__WHAT IS EXPECTED__. Could you express the records below as a two-column CSV with the headers "prompt" and "response", one row per record? Put each record's text in one quoted field and its answer in another, with every line break replaced by a space.

__RECORDED DATA__.
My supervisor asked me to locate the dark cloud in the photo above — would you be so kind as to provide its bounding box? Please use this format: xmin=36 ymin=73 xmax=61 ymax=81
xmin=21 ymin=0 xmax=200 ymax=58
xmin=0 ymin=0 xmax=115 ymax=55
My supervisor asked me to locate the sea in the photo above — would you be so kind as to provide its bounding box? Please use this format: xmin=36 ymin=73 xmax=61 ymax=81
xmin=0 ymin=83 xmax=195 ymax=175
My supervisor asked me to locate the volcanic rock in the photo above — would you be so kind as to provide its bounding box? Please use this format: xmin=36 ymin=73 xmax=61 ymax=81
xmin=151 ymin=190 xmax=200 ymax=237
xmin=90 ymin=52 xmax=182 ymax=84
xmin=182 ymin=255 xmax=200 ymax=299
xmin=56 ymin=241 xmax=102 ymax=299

__WRITTEN RESPONSE__.
prompt,response
"My supervisor asked me to locate the dark cloud in the photo above — would you be so kind as to provide its bounding box? Please use this format: xmin=36 ymin=73 xmax=61 ymax=81","xmin=21 ymin=0 xmax=200 ymax=58 xmin=0 ymin=0 xmax=115 ymax=55"
"My supervisor asked me to locate the sea in the photo above — would you be so kind as to provide its bounding box? Please use this format: xmin=36 ymin=73 xmax=61 ymax=81","xmin=0 ymin=83 xmax=195 ymax=175"
"My supervisor asked me to locate the volcanic rock in the photo above — would you be so kind as to provide its bounding box? Please use this format: xmin=36 ymin=73 xmax=61 ymax=81","xmin=151 ymin=190 xmax=200 ymax=237 xmin=90 ymin=52 xmax=182 ymax=84 xmin=182 ymin=255 xmax=200 ymax=299 xmin=56 ymin=241 xmax=102 ymax=299"